*** Records for this task Section Begins ***

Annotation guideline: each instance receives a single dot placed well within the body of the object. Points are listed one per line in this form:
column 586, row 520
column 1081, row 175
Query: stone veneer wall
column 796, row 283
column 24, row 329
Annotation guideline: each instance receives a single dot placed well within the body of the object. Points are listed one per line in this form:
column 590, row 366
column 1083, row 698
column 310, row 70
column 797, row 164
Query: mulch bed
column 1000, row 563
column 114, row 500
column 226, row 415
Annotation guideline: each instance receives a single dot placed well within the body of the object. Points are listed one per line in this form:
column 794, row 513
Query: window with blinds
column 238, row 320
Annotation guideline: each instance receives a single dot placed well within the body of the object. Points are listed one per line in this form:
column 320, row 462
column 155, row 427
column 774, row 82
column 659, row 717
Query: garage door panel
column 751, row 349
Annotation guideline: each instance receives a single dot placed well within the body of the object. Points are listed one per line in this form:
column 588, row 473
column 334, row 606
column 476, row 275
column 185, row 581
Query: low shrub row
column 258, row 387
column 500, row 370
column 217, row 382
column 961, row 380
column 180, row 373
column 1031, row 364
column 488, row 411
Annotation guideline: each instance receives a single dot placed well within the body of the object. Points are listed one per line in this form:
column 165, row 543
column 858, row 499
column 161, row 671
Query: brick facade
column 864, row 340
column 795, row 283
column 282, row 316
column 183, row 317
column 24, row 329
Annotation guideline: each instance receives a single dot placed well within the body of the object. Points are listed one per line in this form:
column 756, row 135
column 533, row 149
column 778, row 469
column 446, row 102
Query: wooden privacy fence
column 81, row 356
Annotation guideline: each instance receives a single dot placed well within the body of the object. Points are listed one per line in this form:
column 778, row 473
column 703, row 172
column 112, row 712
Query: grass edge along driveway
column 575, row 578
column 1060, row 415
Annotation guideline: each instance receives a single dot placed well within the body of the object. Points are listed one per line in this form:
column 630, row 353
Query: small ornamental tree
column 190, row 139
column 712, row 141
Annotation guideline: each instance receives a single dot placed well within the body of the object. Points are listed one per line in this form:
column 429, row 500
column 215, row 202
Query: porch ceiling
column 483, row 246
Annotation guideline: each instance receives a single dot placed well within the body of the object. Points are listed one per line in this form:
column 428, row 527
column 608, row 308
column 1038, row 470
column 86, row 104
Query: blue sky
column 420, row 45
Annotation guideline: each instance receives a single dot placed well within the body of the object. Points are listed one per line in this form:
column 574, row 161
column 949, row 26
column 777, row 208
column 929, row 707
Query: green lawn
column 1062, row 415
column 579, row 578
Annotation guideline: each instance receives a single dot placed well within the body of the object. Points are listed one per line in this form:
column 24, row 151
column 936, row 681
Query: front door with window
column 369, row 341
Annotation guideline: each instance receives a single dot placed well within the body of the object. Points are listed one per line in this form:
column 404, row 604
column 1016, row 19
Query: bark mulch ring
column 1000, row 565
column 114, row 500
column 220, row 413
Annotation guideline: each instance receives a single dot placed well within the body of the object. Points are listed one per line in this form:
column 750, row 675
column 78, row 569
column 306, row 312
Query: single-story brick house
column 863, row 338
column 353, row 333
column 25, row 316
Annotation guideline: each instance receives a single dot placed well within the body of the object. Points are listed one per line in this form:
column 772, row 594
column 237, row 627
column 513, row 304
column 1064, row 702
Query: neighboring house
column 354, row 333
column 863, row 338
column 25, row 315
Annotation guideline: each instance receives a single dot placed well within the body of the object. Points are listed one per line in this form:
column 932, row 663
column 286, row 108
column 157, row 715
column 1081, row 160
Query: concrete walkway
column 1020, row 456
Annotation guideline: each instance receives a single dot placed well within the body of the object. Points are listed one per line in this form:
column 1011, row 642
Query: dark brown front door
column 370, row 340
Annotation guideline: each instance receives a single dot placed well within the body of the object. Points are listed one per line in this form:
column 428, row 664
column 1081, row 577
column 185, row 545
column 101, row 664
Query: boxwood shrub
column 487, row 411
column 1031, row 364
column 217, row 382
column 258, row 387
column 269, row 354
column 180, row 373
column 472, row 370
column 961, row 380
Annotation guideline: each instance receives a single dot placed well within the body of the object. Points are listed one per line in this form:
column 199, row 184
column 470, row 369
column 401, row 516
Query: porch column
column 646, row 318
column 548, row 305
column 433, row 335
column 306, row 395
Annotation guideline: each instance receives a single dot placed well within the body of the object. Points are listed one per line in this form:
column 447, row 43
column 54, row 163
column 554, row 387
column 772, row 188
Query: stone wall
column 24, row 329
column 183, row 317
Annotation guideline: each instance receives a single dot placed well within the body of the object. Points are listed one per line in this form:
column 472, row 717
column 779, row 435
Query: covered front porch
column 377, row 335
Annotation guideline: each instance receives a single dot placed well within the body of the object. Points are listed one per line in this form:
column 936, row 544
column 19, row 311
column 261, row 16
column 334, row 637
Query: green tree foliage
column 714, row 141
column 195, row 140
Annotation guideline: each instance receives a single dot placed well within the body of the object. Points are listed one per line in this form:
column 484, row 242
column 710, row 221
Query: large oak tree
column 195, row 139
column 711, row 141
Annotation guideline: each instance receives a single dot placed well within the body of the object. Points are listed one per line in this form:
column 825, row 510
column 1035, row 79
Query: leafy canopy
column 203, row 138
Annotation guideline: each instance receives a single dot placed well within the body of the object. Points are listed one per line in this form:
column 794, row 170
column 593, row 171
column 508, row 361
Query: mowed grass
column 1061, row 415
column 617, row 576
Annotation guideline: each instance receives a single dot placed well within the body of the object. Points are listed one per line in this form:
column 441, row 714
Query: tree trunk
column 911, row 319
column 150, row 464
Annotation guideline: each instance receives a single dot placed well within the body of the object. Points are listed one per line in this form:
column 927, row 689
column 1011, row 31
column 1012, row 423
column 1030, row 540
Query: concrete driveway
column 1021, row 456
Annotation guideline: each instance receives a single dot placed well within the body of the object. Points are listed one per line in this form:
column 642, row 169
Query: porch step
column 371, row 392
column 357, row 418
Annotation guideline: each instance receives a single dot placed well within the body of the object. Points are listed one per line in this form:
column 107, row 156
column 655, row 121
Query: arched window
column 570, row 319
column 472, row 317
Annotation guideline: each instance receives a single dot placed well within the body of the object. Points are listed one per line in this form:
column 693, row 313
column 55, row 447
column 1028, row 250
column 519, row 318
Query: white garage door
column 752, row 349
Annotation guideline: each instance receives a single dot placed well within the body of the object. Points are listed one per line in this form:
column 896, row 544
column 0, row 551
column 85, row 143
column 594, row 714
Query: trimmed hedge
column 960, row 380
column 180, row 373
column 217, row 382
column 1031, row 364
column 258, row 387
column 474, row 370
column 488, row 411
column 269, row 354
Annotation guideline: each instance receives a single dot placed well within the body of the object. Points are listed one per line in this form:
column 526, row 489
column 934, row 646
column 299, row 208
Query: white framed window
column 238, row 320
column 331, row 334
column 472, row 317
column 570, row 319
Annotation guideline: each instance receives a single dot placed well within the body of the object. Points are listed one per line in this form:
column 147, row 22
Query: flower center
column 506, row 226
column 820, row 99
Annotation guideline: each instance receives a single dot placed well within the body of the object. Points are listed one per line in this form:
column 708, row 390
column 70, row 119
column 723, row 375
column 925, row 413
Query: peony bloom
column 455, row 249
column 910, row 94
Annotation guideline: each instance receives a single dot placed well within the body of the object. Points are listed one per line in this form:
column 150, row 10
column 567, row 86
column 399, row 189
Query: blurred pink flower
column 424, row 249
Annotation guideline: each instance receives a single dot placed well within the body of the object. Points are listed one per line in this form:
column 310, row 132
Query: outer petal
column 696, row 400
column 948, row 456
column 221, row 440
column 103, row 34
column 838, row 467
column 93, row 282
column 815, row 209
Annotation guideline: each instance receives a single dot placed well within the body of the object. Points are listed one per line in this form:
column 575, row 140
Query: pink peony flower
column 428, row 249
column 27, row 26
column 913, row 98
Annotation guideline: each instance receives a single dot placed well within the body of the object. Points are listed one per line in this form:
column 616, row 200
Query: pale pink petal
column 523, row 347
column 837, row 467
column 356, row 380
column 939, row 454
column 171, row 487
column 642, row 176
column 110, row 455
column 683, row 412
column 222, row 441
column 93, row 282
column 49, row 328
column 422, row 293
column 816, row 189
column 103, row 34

*** Records for this task Section Ends ***

### [Problem requirements]
Return exactly, and only, the lines above starting at the line that contains "column 1081, row 160" and ending at the line that contains "column 484, row 242".

### [Task output]
column 1081, row 160
Query: concrete walkway
column 1020, row 456
Annotation guideline: each instance receives a single dot placed well within the body of the object. Points are listed one per line in this form:
column 1011, row 642
Query: dark brown front door
column 370, row 340
Annotation guideline: each instance receives a single dot placed well within the body of the object. Points are listed one per line in this form:
column 428, row 664
column 1081, row 577
column 185, row 545
column 101, row 664
Query: boxwood shrub
column 487, row 411
column 1031, row 364
column 217, row 382
column 258, row 387
column 269, row 354
column 180, row 373
column 472, row 370
column 961, row 380
Annotation guideline: each instance receives a single dot placed well within the body of the object. Points are listed one per line in this form:
column 199, row 184
column 470, row 369
column 401, row 516
Query: porch column
column 646, row 318
column 548, row 305
column 433, row 335
column 306, row 395
Annotation guideline: each instance receives a single dot placed well within the body of the object. Points are listed one per line in this form:
column 447, row 43
column 54, row 163
column 554, row 387
column 772, row 188
Query: stone wall
column 24, row 329
column 183, row 317
Annotation guideline: each instance receives a single dot placed well within the body of the object. Points are listed one per line in this form:
column 472, row 717
column 779, row 435
Query: covered front porch
column 377, row 335
Annotation guideline: each instance receives a single dot placed well within the body of the object. Points are listed one per line in this form:
column 936, row 544
column 19, row 311
column 261, row 16
column 334, row 637
Query: green tree foliage
column 714, row 141
column 195, row 140
Annotation guideline: each instance receives a single dot placed well within the body of the object. Points are listed one per line in this form:
column 484, row 242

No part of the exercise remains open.